Problem details >> Extract every line below that contains the word "panel", copying each one in full.

>> begin Information given

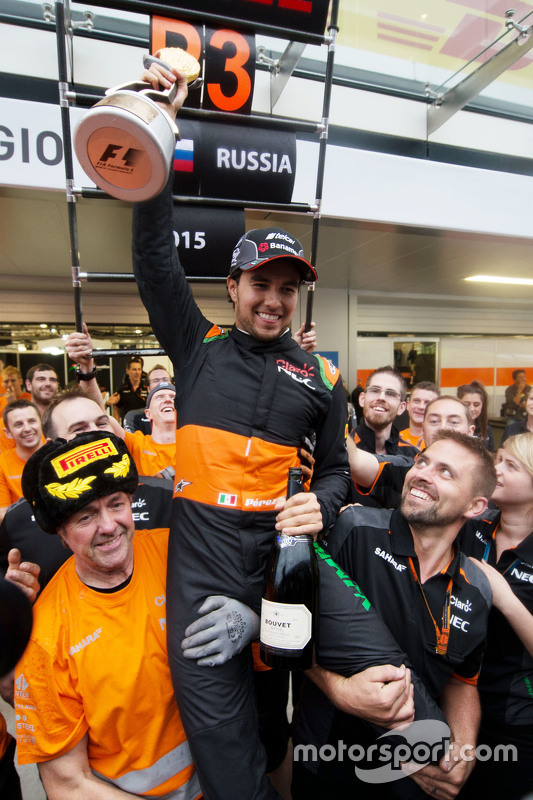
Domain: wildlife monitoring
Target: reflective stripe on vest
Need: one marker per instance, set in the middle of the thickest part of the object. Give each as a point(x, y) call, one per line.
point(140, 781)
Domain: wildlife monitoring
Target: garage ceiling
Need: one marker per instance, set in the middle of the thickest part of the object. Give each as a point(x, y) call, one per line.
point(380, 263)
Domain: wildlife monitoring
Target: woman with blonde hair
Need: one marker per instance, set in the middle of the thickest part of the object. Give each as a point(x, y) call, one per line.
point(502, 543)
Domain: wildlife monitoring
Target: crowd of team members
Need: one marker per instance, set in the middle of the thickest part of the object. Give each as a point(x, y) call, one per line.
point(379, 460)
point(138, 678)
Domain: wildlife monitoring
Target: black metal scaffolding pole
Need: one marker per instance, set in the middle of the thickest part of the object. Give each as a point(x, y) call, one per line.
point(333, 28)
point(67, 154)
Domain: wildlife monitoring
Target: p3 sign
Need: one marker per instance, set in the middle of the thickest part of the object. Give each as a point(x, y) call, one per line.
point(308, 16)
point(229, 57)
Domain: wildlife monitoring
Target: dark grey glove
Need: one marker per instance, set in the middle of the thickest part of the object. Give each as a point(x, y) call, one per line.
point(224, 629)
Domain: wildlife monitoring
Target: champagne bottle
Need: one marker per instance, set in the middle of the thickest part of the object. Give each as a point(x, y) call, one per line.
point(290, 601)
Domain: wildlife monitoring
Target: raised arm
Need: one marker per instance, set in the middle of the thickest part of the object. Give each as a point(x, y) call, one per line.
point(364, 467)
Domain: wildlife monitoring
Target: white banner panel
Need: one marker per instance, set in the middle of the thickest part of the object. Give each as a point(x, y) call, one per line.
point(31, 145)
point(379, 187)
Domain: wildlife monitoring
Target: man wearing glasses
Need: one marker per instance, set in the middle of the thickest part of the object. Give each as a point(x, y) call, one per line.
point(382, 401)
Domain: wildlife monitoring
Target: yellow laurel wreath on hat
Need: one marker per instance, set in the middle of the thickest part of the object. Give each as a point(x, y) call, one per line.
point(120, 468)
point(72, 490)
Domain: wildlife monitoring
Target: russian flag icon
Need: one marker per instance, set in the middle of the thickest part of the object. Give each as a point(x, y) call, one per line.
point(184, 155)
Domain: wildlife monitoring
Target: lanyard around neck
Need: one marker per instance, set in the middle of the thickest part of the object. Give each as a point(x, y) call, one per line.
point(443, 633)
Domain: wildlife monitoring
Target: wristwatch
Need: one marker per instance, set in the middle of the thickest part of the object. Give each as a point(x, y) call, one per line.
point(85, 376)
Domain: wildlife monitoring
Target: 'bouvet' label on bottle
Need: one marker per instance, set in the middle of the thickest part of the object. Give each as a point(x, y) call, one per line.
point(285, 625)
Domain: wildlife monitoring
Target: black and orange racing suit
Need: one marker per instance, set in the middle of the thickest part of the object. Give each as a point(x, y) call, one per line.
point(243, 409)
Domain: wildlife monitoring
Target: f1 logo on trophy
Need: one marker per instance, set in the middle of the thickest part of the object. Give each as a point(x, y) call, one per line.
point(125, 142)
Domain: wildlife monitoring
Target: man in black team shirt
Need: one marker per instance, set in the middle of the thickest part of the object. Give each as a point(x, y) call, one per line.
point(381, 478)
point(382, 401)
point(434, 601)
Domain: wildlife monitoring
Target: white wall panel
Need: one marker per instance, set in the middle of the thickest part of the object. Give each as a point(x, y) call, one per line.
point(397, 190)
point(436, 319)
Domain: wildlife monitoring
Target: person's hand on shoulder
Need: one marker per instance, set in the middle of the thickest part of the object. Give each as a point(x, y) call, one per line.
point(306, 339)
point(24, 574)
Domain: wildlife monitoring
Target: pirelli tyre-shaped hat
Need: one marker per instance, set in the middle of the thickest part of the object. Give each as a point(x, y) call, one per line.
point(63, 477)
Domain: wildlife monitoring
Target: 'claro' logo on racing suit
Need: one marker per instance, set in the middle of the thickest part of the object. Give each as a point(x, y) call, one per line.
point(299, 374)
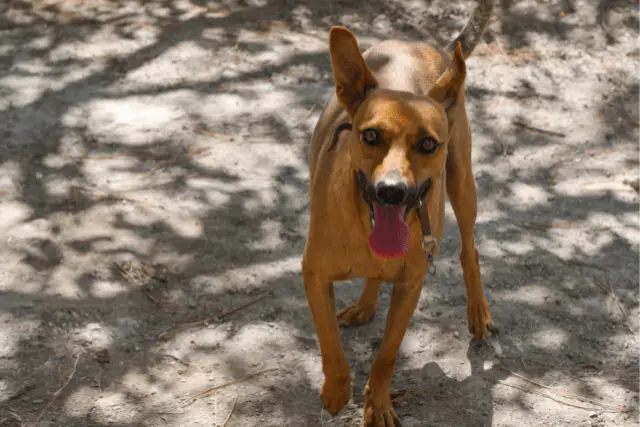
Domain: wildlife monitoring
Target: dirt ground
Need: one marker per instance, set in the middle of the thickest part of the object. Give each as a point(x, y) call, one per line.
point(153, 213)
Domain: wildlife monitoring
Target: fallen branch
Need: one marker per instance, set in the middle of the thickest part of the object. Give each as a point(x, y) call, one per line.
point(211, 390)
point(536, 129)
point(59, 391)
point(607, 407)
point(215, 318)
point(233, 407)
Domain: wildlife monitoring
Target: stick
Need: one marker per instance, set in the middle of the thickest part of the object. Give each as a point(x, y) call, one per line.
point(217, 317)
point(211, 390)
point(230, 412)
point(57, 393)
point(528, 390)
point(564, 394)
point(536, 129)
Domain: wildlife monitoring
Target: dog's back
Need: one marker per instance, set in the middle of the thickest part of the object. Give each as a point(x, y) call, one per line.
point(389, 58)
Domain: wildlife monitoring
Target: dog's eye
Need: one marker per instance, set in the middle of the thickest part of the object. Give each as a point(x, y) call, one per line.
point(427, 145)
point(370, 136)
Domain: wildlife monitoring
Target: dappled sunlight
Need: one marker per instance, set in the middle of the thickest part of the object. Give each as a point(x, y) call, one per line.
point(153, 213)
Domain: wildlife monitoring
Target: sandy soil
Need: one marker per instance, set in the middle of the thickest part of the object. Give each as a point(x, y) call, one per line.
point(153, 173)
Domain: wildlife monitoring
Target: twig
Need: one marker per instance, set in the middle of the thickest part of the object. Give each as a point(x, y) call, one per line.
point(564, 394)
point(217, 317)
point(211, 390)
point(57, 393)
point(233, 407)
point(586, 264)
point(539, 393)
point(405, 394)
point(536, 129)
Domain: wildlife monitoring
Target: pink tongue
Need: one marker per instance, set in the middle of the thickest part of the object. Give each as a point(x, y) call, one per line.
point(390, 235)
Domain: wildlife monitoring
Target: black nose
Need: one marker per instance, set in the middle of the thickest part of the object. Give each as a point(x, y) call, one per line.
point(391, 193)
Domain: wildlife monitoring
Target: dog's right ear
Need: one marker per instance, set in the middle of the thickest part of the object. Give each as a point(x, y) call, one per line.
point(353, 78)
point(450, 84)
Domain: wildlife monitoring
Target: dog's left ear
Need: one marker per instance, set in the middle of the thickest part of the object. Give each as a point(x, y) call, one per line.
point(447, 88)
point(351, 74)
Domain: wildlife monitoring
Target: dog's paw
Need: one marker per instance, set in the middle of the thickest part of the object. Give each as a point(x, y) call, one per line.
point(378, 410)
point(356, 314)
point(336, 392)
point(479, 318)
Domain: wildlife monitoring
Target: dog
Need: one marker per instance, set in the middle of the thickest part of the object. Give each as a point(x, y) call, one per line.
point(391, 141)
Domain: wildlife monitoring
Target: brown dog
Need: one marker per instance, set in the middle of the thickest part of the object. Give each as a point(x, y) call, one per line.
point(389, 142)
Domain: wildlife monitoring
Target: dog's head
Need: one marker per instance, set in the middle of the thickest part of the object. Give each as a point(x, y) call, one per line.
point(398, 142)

>> end Information given
>> begin Information given

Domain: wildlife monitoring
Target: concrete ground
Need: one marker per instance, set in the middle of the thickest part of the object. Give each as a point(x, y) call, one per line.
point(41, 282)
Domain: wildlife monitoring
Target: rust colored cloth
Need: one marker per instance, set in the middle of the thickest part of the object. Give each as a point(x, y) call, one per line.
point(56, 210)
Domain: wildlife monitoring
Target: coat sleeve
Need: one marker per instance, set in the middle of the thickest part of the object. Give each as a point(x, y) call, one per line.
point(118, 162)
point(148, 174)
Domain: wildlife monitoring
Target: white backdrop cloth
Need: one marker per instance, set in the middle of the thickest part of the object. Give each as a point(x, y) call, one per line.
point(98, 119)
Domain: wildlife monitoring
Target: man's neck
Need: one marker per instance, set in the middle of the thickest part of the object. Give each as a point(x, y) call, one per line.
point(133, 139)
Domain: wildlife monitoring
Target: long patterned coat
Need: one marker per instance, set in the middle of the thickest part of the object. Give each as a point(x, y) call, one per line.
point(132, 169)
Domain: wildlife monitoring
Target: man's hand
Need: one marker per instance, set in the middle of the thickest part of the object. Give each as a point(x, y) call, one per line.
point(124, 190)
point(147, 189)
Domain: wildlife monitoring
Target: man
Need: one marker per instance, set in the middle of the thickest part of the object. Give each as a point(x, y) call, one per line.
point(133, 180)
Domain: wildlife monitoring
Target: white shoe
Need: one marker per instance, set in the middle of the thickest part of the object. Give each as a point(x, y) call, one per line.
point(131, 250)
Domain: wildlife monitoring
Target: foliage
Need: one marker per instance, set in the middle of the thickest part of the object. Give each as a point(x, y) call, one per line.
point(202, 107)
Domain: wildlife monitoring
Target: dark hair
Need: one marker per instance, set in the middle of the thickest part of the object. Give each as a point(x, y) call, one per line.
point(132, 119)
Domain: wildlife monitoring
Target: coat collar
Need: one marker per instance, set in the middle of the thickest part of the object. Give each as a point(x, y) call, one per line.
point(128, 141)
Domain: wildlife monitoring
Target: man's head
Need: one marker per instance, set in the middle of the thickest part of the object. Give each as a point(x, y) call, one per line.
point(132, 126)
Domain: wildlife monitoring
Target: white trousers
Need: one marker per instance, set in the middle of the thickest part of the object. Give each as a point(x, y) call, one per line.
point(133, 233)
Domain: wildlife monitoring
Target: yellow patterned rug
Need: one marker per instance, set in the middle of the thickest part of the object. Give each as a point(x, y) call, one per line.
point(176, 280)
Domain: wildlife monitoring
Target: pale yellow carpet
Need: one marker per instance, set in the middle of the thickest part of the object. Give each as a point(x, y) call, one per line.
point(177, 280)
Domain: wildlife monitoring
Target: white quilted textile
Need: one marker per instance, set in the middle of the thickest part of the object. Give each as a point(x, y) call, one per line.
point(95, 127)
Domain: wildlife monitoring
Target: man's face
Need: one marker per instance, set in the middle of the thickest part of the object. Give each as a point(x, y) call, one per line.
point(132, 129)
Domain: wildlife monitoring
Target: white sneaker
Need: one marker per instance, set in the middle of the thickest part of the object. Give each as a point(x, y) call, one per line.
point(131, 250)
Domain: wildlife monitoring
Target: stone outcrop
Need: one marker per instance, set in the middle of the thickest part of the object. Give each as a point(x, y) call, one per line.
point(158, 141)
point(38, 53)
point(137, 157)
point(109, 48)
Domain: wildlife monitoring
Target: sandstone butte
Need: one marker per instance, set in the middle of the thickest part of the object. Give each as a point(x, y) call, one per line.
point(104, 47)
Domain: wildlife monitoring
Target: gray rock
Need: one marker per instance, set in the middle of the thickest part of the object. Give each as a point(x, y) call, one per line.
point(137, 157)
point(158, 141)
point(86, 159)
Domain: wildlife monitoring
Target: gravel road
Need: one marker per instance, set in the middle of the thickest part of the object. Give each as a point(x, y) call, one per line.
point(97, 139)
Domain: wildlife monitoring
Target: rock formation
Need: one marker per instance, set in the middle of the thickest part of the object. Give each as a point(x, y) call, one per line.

>> end Information given

Exercise output >>
Target: white banner panel
Target: white wall panel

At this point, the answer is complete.